_Given exercise 1_
Select every line in the entries that contains the word "photograph" and copy each one.

Step 3: Initialize Stripe Client

import Stripe from 'stripe'

const stripe = new Stripe(process.env.STRIPE_SECRET_KEY!, {
  apiVersion: '2024-11-20.acacia',
  maxNetworkRetries: 2,
  timeout: 20000,
})

Why this matters: API keys give full access to Stripe's API. But you'll use data views to limit what agents can actually query.

Rate Limiting

Stripe clients handle rate limiting automatically, but you should configure it for agent workloads.

Option 1: Use Stripe's Built-in Rate Limiting

Stripe's SDK handles rate limiting automatically. It retries requests when rate limits are hit.

Option 2: Implement Custom Rate Limiting

For more control, implement custom rate limiting:

import { LRUCache } from 'lru-cache'

const rateLimitCache = new LRUCache<string, number[]>({
  max: 1000,
  ttl: 1000, // 1 second
})

async function makeStripeRequest<T>(
  operation: () => Promise<T>,
  identifier: string = 'default'
): Promise<T> {
  const now = Date.now()
  const windowStart = now - 1000 // 1 second window

  const requests = rateLimitCache.get(identifier) || []
  const recentRequests = requests.filter(time => time > windowStart)

  if (recentRequests.length >= 90) { // Stay under 100/sec limit
    await new Promise(resolve => setTimeout(resolve, 1000 - (now - windowStart)))
  }

  recentRequests.push(now)
  rateLimitCache.set(identifier, recentRequests)

  return await operation()
}

Why this matters: Rate limiting prevents API exhaustion. One server handles all agent queries efficiently.

---

Layer 2: Sandboxed Data Views

Create data views that filter and transform Stripe data. Views use API keys internally but limit data exposure.

_Given exercise 2_
Extend the Stripe setup guide above by writing what comes after its last sentence.

_Task data_
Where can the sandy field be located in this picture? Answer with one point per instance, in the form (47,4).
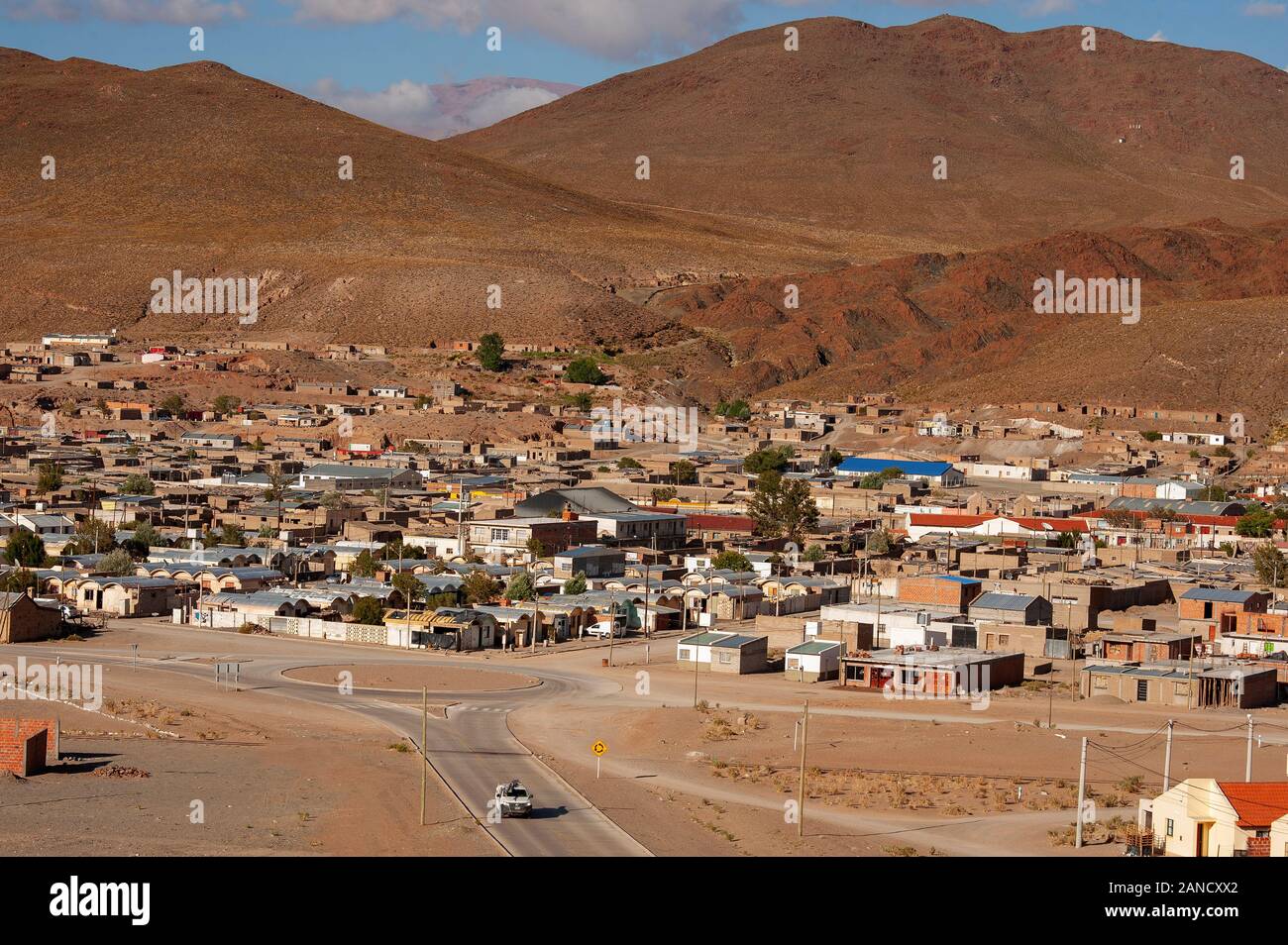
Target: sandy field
(271,778)
(410,678)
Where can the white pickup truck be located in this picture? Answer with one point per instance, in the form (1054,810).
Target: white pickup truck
(601,627)
(513,799)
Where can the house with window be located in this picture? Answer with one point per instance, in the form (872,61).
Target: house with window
(812,661)
(728,653)
(941,473)
(1215,610)
(1202,816)
(503,538)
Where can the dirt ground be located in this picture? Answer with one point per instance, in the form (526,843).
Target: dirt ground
(270,778)
(939,782)
(410,678)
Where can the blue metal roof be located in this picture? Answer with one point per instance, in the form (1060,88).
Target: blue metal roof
(1003,601)
(1218,593)
(862,465)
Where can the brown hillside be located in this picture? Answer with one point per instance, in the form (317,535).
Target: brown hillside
(842,133)
(201,168)
(932,319)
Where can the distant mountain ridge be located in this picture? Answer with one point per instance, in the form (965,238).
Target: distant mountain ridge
(1038,134)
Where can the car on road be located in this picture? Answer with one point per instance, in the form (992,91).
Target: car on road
(513,799)
(600,630)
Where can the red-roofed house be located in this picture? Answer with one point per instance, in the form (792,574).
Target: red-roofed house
(1202,816)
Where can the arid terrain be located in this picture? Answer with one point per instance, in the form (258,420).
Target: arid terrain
(767,166)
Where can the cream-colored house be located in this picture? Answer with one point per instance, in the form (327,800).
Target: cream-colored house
(1202,816)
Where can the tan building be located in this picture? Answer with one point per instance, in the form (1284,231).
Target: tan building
(1202,816)
(22,619)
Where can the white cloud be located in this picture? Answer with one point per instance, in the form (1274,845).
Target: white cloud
(438,111)
(187,12)
(614,29)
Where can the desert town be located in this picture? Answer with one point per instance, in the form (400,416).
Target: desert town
(853,626)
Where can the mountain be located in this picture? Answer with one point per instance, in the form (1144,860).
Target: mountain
(442,110)
(1214,299)
(840,136)
(201,168)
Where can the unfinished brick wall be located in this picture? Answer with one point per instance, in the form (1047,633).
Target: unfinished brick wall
(14,737)
(935,591)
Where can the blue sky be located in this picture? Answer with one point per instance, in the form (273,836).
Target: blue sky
(382,55)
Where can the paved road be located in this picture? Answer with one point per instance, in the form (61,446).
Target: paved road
(472,748)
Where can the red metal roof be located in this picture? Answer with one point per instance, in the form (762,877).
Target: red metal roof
(1258,803)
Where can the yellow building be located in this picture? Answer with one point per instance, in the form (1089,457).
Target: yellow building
(1202,816)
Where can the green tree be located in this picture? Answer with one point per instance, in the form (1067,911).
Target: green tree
(50,477)
(91,536)
(364,566)
(232,535)
(147,535)
(1271,566)
(733,409)
(684,472)
(585,370)
(25,549)
(490,352)
(116,563)
(408,587)
(769,460)
(730,561)
(520,587)
(480,587)
(369,610)
(879,542)
(782,507)
(138,484)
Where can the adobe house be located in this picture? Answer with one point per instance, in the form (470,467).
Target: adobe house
(1214,610)
(22,619)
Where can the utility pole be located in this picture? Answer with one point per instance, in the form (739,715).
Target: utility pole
(612,621)
(1247,765)
(647,570)
(800,791)
(1167,756)
(424,759)
(1082,793)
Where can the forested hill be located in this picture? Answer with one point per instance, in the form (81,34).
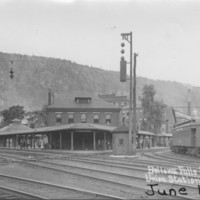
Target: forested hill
(33,76)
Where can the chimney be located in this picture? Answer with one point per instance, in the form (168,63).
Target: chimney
(189,102)
(49,97)
(167,126)
(52,98)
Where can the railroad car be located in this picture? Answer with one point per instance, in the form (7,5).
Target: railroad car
(186,135)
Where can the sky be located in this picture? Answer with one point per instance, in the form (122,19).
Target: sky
(166,34)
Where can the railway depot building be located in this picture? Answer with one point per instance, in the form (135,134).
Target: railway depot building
(91,120)
(77,123)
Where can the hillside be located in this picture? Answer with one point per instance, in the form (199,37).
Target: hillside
(34,75)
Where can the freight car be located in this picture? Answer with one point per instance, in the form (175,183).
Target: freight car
(186,135)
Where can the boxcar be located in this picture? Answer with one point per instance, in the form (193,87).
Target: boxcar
(186,138)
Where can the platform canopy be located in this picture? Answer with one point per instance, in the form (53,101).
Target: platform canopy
(75,126)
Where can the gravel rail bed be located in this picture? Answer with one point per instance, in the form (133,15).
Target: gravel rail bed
(43,190)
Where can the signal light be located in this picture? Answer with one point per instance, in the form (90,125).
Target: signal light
(11,73)
(122,70)
(122,44)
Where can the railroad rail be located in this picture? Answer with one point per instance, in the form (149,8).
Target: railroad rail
(103,174)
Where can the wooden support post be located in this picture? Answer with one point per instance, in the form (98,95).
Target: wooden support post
(50,140)
(104,141)
(72,140)
(60,140)
(94,140)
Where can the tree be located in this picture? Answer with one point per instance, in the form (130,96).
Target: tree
(12,113)
(152,110)
(37,118)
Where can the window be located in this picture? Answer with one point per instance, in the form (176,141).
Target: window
(58,117)
(83,118)
(70,118)
(108,119)
(96,118)
(121,141)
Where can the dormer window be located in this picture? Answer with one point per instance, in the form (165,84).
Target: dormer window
(70,118)
(58,117)
(108,119)
(96,118)
(83,100)
(83,117)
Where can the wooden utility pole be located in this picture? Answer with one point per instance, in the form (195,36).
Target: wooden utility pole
(134,107)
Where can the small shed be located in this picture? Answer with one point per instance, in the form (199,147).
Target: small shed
(120,140)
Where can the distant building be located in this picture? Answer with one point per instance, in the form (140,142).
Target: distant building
(119,101)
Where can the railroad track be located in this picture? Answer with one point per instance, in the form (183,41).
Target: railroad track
(120,176)
(171,159)
(122,180)
(32,189)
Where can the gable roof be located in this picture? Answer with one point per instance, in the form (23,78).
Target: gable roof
(15,127)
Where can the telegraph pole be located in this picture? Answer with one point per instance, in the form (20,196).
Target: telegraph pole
(128,38)
(134,107)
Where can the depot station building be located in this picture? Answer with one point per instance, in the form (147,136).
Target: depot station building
(76,123)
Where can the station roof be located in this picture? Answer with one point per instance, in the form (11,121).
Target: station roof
(164,135)
(76,126)
(125,129)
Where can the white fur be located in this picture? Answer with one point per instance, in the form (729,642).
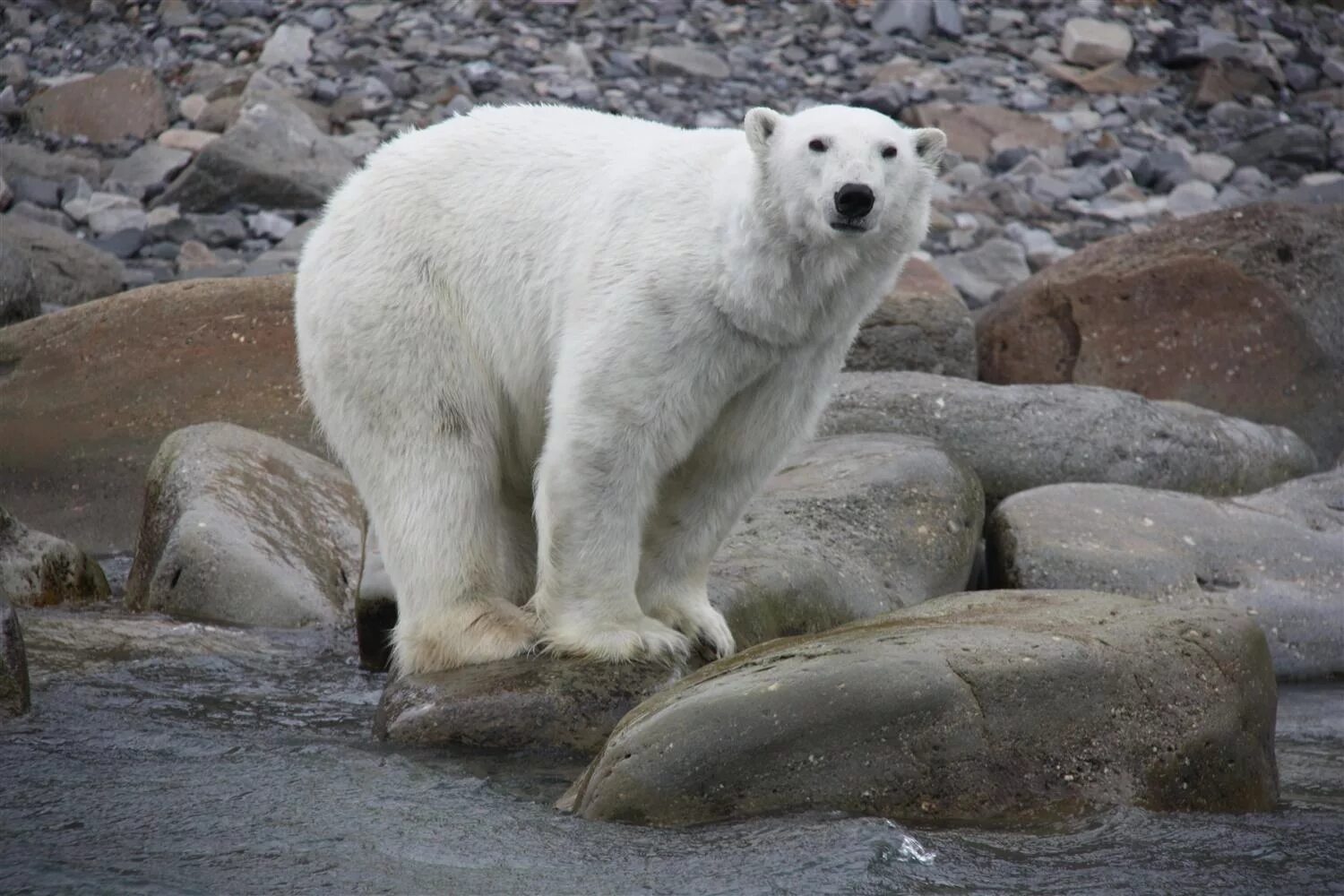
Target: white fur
(559,351)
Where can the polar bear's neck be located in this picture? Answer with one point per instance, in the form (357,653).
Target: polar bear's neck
(782,288)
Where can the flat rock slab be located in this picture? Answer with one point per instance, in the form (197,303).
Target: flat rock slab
(978,707)
(922,325)
(526,702)
(1238,311)
(851,528)
(15,694)
(1276,556)
(242,528)
(65,269)
(96,390)
(124,102)
(1021,437)
(38,570)
(273,156)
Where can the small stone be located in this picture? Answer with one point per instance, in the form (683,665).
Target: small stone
(1089,42)
(191,142)
(1193,198)
(687,61)
(1211,168)
(981,274)
(289,45)
(109,212)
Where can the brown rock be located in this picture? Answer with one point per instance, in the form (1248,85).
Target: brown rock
(124,102)
(96,389)
(922,325)
(1236,311)
(1113,78)
(978,132)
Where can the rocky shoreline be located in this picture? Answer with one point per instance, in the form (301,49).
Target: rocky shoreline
(1110,392)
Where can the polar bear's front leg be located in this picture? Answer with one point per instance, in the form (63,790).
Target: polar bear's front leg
(704,495)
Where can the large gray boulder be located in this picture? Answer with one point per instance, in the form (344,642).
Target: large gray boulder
(242,528)
(1276,556)
(65,271)
(851,528)
(15,697)
(38,570)
(1021,437)
(273,156)
(976,707)
(526,702)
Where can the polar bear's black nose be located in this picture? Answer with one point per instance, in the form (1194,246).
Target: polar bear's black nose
(854,201)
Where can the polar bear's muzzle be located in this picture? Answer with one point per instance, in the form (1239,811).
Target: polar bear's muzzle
(852,203)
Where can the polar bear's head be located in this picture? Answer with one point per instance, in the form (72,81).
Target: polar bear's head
(838,172)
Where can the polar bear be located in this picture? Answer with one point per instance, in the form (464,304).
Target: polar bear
(559,349)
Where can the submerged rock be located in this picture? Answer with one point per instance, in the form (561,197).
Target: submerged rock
(526,702)
(15,697)
(246,530)
(1276,556)
(94,392)
(976,707)
(1021,437)
(38,570)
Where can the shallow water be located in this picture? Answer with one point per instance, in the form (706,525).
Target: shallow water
(175,758)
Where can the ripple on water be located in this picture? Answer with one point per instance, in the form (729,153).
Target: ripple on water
(169,756)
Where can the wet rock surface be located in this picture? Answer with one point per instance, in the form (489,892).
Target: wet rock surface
(922,325)
(15,694)
(38,570)
(849,528)
(519,704)
(1276,556)
(1236,311)
(96,390)
(242,528)
(1021,437)
(981,705)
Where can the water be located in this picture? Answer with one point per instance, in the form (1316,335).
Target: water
(168,758)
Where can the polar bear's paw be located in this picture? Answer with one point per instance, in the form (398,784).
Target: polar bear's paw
(468,634)
(616,640)
(702,624)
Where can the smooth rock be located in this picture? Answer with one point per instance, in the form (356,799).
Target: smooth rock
(15,697)
(983,273)
(274,156)
(981,707)
(18,289)
(1089,42)
(38,570)
(1021,437)
(978,132)
(123,102)
(849,528)
(922,325)
(1238,311)
(242,528)
(151,166)
(687,61)
(167,357)
(526,702)
(1276,556)
(65,271)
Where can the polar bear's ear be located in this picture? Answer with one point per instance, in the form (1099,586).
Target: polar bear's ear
(760,125)
(930,144)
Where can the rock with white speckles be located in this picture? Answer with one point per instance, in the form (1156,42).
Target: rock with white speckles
(1276,556)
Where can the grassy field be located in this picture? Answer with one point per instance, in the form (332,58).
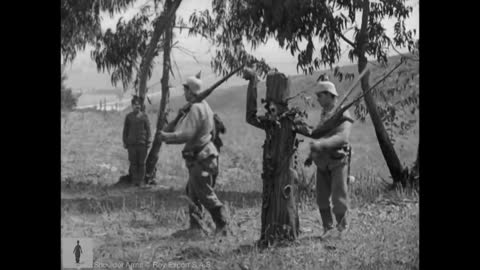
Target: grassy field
(130,225)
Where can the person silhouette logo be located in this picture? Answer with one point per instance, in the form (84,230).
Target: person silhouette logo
(77,251)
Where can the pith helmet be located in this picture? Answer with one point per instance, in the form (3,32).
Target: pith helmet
(194,83)
(327,87)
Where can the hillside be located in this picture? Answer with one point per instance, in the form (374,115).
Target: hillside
(145,226)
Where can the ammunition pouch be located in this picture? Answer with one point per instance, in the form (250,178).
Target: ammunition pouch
(200,153)
(340,153)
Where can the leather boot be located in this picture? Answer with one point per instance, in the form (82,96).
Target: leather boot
(341,221)
(196,217)
(220,218)
(327,222)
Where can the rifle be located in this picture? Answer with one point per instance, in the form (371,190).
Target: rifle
(201,96)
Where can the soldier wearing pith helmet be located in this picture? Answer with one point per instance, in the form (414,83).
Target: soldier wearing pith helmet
(201,157)
(330,155)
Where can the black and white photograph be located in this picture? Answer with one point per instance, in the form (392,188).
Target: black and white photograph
(240,134)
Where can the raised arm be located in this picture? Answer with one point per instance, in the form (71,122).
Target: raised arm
(316,133)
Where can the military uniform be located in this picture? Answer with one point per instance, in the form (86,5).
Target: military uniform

_Written answer 1_
Where can the black and white photograph be located in this picture? Answer with one point per instance, in the form (392,188).
Target: black and white photograph

_Written answer 2_
Creating Sandboxed Views

Step 1: Identify What Agents Need

Before creating views, identify what data agents actually need:

Example: A revenue ops agent needs:

• ✅ Subscription status, MRR, churn rate
• ✅ Customer plan, billing cycle, renewal date
• ✅ Recent invoices, payment status
• ❌ Payment methods, card numbers
• ❌ Full customer objects with all metadata
• ❌ Refund details, dispute information

Step 2: Create the View

Create a view that includes only what agents need:

// Customer Revenue View (Sandboxed)
interface CustomerRevenueView {
  customer_id: string
  email: string
  subscription_status: string
  plan_name: string
  mrr: number
  billing_cycle: string
  renewal_date: string
  last_payment_date: string
  payment_status: string
  // Excludes: payment_methods, card_numbers, full_customer_object, etc.
}

async function getCustomerRevenueView(customerId: string): Promise<CustomerRevenueView> {
  // Fetch customer and subscription
  const [customer, subscriptions] = await Promise.all([
    stripe.customers.retrieve(customerId),
    stripe.subscriptions.list({ customer: customerId, limit: 1 }),
  ])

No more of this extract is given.